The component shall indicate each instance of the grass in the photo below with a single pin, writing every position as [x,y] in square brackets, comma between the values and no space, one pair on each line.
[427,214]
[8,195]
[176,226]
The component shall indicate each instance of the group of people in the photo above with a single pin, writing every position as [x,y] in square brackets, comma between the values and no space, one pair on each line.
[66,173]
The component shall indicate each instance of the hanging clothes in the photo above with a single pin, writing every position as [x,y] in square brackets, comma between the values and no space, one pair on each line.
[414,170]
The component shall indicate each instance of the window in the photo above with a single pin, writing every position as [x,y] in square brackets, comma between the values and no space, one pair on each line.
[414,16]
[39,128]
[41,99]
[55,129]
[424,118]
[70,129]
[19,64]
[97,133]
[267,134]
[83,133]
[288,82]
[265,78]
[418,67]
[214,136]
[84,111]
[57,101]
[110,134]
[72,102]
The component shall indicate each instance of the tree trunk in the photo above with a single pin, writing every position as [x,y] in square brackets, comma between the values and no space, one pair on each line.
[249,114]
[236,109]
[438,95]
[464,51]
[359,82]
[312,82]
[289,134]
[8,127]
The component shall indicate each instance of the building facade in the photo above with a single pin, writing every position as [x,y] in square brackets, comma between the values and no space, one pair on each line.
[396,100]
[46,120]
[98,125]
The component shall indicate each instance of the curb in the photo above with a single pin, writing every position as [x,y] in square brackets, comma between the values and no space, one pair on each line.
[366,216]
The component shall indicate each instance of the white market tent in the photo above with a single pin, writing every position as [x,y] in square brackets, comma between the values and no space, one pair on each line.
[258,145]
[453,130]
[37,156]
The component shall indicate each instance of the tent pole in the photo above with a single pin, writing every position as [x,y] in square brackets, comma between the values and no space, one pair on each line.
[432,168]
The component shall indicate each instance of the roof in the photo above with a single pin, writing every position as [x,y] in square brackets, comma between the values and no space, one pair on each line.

* * * * * * *

_WHAT THE TASK REQUIRES:_ Rewrite all the data above with each "single pin" changed to "single marker" and every other word left as it is.

_THE SOLUTION:_
The component shall indicate each instance of the grass in the photo below with a single marker, writing every position as [x,y] in square brackets, comma between the values and no space, one pair on each line.
[427,214]
[8,195]
[176,226]
The component shall indicate each instance of the group of people in the photo above with a single marker, writing every position as [x,y] in square brackets, comma between the values and no space, one pair on each line.
[66,173]
The component shall indicate each instance of the hanging clothes in the photo above with a single marker, writing every position as [x,y] in square brackets, comma between the values and no space, one pair on each line.
[414,170]
The component shall indicate each instance of the window in the photo above with a single marker, writing every position as [x,y] in square brackets, comma between the values and no space, one pair on each line.
[414,16]
[39,128]
[41,99]
[55,129]
[424,118]
[70,129]
[19,64]
[97,133]
[267,134]
[83,133]
[288,82]
[265,78]
[418,67]
[214,136]
[84,111]
[57,101]
[110,134]
[72,102]
The component shall indicate each instance of the tree trunk in the photo above with a single marker, writing every position as [x,y] in square brackets, comma between the values and no space, one pair on each line.
[249,114]
[236,109]
[438,95]
[464,51]
[359,82]
[312,82]
[289,134]
[8,127]
The component shall indicate each instance of the building facade in the photo above with a single marker, writing every position as [x,y] in square brackets, comma between the values and no space, one pair on each line.
[396,100]
[46,120]
[98,125]
The component shall indicate each instance of the curb in the photo above with a single marker, writing every position as [x,y] in square brackets, comma between the values and no space, one pair on each line.
[366,216]
The component shall indicate each instance of the white market tent in the photo above with a single marker, writing every position as [x,y] in square brackets, comma between the values and no space, one pair on each line.
[258,145]
[453,130]
[37,156]
The component shall indicate each instance of the tent pole in the photo above with a single marker, writing every position as [x,y] in square brackets, comma between the values and no space, one pair on each line.
[432,168]
The component shall indicate each instance of the roof in the photo above with a single marker, writing every position as [x,y] in square brackets, comma between the values and no space, one pair on each line.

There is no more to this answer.